Exercise instructions:
Copy out each of the lines below word for word, omitting the pictures from your answer.

Bounding box annotation lines:
##############################

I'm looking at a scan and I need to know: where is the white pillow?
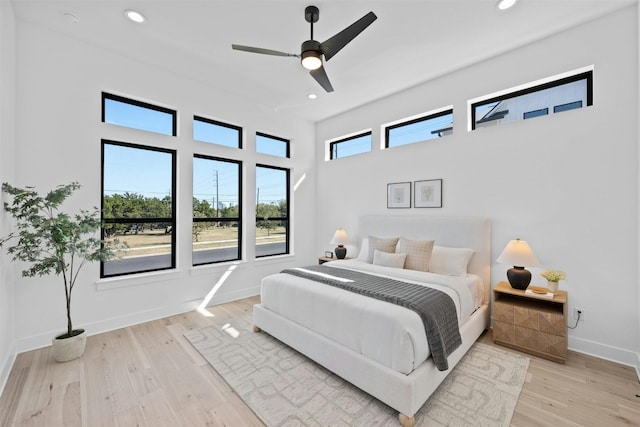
[358,237,369,261]
[373,249,407,268]
[397,237,434,271]
[367,236,398,264]
[429,246,473,276]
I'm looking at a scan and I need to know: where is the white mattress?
[261,260,484,374]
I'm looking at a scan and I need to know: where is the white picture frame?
[387,182,411,209]
[413,179,442,208]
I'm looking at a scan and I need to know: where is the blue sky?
[104,99,286,206]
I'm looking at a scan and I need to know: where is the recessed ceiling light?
[124,9,146,24]
[496,0,518,10]
[62,12,80,24]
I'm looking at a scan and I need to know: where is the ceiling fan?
[231,6,378,92]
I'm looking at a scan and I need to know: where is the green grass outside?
[107,227,286,258]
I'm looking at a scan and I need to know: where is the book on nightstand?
[524,289,553,299]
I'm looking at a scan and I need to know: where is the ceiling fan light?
[301,51,322,70]
[124,9,146,24]
[496,0,518,10]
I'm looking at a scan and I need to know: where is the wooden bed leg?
[398,414,416,427]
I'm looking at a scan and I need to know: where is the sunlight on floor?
[222,323,240,338]
[197,263,238,317]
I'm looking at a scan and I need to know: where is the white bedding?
[261,259,485,374]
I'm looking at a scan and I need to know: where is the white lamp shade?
[496,239,540,267]
[329,228,349,245]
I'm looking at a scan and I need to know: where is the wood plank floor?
[0,297,640,427]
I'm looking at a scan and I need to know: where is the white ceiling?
[10,0,637,121]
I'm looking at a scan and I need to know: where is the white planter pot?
[547,280,558,294]
[51,329,87,362]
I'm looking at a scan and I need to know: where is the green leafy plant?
[540,270,567,282]
[0,182,119,338]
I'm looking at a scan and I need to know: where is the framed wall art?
[413,179,442,208]
[387,182,411,209]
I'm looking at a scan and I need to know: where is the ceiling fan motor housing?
[300,40,322,68]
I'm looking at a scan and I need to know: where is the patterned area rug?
[185,315,529,427]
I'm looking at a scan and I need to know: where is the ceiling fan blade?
[231,44,300,58]
[309,67,333,92]
[320,12,378,61]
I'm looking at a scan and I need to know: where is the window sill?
[95,269,185,291]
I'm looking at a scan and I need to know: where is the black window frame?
[329,131,373,160]
[384,108,453,149]
[522,107,549,120]
[553,100,582,113]
[469,70,593,130]
[101,92,178,136]
[100,139,178,279]
[191,114,243,150]
[254,163,291,258]
[256,132,291,159]
[191,154,243,267]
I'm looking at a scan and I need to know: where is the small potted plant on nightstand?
[0,182,118,362]
[540,270,567,294]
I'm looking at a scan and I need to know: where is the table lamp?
[496,239,540,290]
[330,228,349,259]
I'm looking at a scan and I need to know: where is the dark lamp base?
[507,266,531,290]
[333,245,347,259]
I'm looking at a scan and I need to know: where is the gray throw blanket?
[282,265,462,371]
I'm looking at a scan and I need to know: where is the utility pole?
[213,170,220,218]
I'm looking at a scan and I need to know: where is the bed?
[254,215,491,427]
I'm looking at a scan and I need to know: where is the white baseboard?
[569,337,640,379]
[0,342,18,395]
[15,286,260,354]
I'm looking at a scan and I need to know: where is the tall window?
[192,155,242,265]
[256,132,289,158]
[469,70,593,129]
[329,131,371,160]
[100,140,176,277]
[102,92,177,136]
[193,116,242,148]
[384,109,453,148]
[256,165,289,257]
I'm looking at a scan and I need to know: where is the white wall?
[316,6,640,365]
[0,2,16,390]
[9,21,316,351]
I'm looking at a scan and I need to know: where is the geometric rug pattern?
[185,315,529,427]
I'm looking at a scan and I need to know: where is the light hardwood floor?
[0,297,640,427]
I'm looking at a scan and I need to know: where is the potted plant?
[0,182,117,362]
[540,270,567,294]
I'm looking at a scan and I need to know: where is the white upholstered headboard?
[354,215,491,301]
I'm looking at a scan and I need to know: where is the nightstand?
[318,256,351,264]
[493,282,568,363]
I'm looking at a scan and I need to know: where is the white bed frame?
[253,215,491,427]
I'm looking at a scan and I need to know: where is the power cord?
[567,310,582,329]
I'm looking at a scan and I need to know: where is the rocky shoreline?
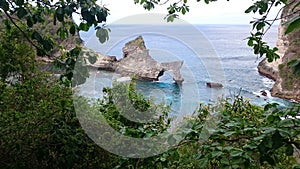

##############################

Final result:
I'm looking at a scan and I need to know: where is the white pillow?
[358,237,369,261]
[373,249,407,268]
[397,237,434,271]
[367,236,398,264]
[429,246,473,276]
I'm looking at a scan and I need to know: where is the white mattress?
[261,260,484,374]
I'm looking at a scan and I need to know: where is the white picture frame?
[387,182,411,209]
[413,179,442,208]
I'm looking at a scan and I need to know: where is the blue sky?
[104,99,286,206]
I'm looking at a scan and I need to know: where is the recessed ceiling light?
[124,9,146,24]
[496,0,518,10]
[62,12,80,24]
I'm looking at a scan and I need to know: where is the ceiling fan?
[231,6,378,92]
I'm looking at a scan and I need to know: where is the green grass outside?
[107,227,286,258]
I'm looking at a scan and I need to know: where is the book on nightstand?
[524,289,553,299]
I'm looking at a scan and I need to know: where is the ceiling fan light?
[301,51,322,70]
[124,9,146,24]
[496,0,518,10]
I'm looking at a scan and I need to know: where is the wooden bed leg?
[398,414,416,427]
I'm looking at a scan and I need to know: where is the sunlight on floor?
[222,323,240,338]
[197,263,238,317]
I'm looking at a scan and I need to know: where is the white bedding?
[261,259,485,374]
I'm looking at a scan and I need to know: where is the white lamp shade?
[496,239,540,267]
[329,228,349,245]
I'm looking at a scan and I need to know: where is the wood plank floor?
[0,297,640,427]
I'm looking at a scan and I need to know: where is the white ceiling?
[10,0,637,121]
I'm looking at a scan and I need to know: where is the white planter pot?
[547,280,558,294]
[51,329,87,362]
I'm looking at a scan and I need to know: where is the green leafy plant?
[540,270,567,282]
[0,182,119,338]
I'm looking at a scan and I need to know: where is the framed wall art?
[413,179,442,208]
[387,182,411,209]
I'm looking at a scan and I need to know: where is the ceiling fan motor housing?
[300,40,322,68]
I'm looking at a scan and I need to know: where is the patterned area rug?
[185,315,529,427]
I'm looking at a scan and I need to know: where is the ceiling fan blade?
[231,44,300,58]
[309,67,333,92]
[320,12,378,61]
I'm looking at a scan and I need to know: where is the window sill?
[95,269,185,291]
I'm looking at a scan and I need to know: where is the black window frame?
[329,131,373,160]
[384,108,453,149]
[522,107,549,120]
[553,100,582,113]
[469,70,593,130]
[101,92,178,136]
[100,139,178,279]
[191,114,243,150]
[254,163,291,258]
[256,132,291,159]
[191,154,243,267]
I'm looking at a scan and I need to know: where is the small potted plant on nightstand?
[0,182,118,362]
[540,270,567,294]
I'm looking at a scan and I need to know: where is the table lamp?
[496,239,540,290]
[330,228,349,259]
I'm looking at a scan and I need to know: where is the dark lamp base?
[507,266,531,290]
[333,245,347,259]
I'm looking at a scan and I need to know: where is the gray throw blanket?
[282,265,462,371]
I'm looking at a scan and I need to know: where is the utility pole?
[213,170,220,218]
I'm looking at a scan and I need to know: where is the bed?
[254,215,491,427]
I'm looking at a scan and I need to know: where is the white baseboard?
[569,337,640,379]
[0,342,18,395]
[15,286,260,354]
I'm looking at a scan and I need to know: where is the tall window?
[192,155,242,265]
[256,132,289,158]
[469,70,593,129]
[329,131,371,160]
[100,140,176,277]
[102,92,177,136]
[193,116,242,148]
[384,109,453,148]
[256,165,289,257]
I'm looking at a scan and I need to know: where is the white wall?
[316,6,640,365]
[0,2,16,390]
[9,21,316,351]
I'm looking at a scan and I need to know: where is the geometric rug pattern?
[185,315,529,427]
I'm looking at a scan and I need to know: where is the light hardwood floor?
[0,297,640,427]
I'm looking at a scan and I need to know: where is the potted plant?
[0,182,117,362]
[540,270,567,294]
I'm looking at a scan and I need to know: where is the white upholstered headboard?
[354,215,491,301]
I'm looking at a scan and I need to know: where is the nightstand?
[318,256,351,264]
[493,282,568,363]
I'm looking at a scan and I need to know: where is the white bed frame?
[253,215,491,427]
I'm looking at a scan and I need to know: where is the power cord?
[567,310,582,329]
I'm looking at a scan and I need to know: where is the rocky shoreline?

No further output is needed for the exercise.